→ **Task brief**
Copy all entries without alteration and skip the pictures they hold.
**** Raw data
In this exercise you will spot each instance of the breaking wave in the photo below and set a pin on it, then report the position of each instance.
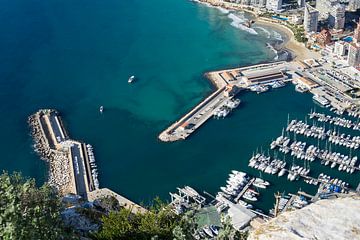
(239, 23)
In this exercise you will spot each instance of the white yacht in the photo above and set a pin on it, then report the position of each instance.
(131, 79)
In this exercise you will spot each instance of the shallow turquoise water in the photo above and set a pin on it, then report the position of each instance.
(76, 56)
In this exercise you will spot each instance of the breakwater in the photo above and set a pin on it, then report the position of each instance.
(228, 83)
(72, 167)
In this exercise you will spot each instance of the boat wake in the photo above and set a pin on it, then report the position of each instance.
(222, 10)
(239, 23)
(272, 48)
(277, 36)
(268, 34)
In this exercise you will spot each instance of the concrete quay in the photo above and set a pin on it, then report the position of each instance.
(228, 83)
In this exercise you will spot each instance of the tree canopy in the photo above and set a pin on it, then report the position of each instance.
(157, 223)
(29, 212)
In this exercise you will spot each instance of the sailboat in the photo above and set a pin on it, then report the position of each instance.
(131, 79)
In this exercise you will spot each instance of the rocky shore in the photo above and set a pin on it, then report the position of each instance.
(297, 50)
(60, 168)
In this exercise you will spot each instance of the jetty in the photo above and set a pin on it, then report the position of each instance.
(72, 166)
(244, 189)
(228, 84)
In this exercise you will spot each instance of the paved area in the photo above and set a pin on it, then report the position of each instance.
(79, 170)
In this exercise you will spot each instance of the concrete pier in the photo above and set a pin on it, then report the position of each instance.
(228, 83)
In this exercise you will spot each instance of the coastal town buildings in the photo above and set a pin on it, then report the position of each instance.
(333, 11)
(353, 5)
(356, 37)
(324, 6)
(340, 48)
(311, 16)
(354, 55)
(301, 3)
(274, 5)
(337, 17)
(324, 37)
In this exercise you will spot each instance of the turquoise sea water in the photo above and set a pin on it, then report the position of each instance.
(76, 56)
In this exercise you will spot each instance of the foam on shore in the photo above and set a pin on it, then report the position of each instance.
(239, 23)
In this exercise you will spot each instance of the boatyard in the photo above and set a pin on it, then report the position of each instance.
(228, 83)
(294, 156)
(333, 88)
(72, 165)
********
→ **Final answer**
In this exercise you will spot each instance of the breaking wave in the photo below and set a pin on it, then report the position of each instance.
(239, 23)
In this exercise you will spot each instance of the white yacht in the photo above and set a pin on it, then report the position of each instance.
(131, 79)
In this exercise you will spot each instance of the shallow turquoise water in the photo above and set a pin on it, then report the position of each instance.
(76, 56)
In this exercise you will spot each instance of the breakwater in the photo above and set a pin on it, then report the position of each instance.
(228, 83)
(72, 167)
In this exercise you will spot each instance of the boat wake in the photo above and set a pin on it, then report the position of each instance.
(222, 10)
(239, 23)
(272, 48)
(277, 36)
(268, 34)
In this exercise you will spot each instance of the concrete quay in the photo above and set a pin on it, then report the position of each instance.
(228, 83)
In this exercise you will spot each instance of the tree canopy in the photo above and set a pin on it, then report the position of each instance.
(157, 223)
(29, 212)
In this exercise you will spot each instance of the sailboat in the photo above and set a pin on it, then report the position of each instance.
(131, 79)
In this exercise you will spot each instance of the rocky shore in the photo above and set a pin on it, then report the position of each instance.
(297, 50)
(60, 168)
In this exercise you will spot each instance of the jetty in the photo above and set a pin on it, then report the position of each instance.
(72, 166)
(244, 189)
(228, 84)
In this exercise you will spot each instance of the paved area in the photo above and set a pin on it, then report the position of each instance.
(79, 170)
In this exercise you will spot each instance of the concrete pier in the photo above and set a pin on it, then report the position of each instance.
(228, 83)
In this exercise you will spot each instance of the coastal town buildings in the photo above and set a pin on it, then report the position of each instance.
(333, 11)
(353, 5)
(356, 37)
(324, 6)
(340, 48)
(311, 16)
(354, 55)
(301, 3)
(274, 5)
(337, 17)
(324, 37)
In this exercise you will spot each instance of the turquoise sea water in the photo above and set a pin on it, then report the position of each instance.
(76, 56)
In this exercise you will spot each instance of the foam on shore in the photo above and set a pin on it, then report the position of each instance.
(239, 23)
In this exercise you will spot each instance of the boatyard in the photo above and set a pin on it, then report the position of each instance.
(228, 83)
(294, 156)
(333, 88)
(72, 165)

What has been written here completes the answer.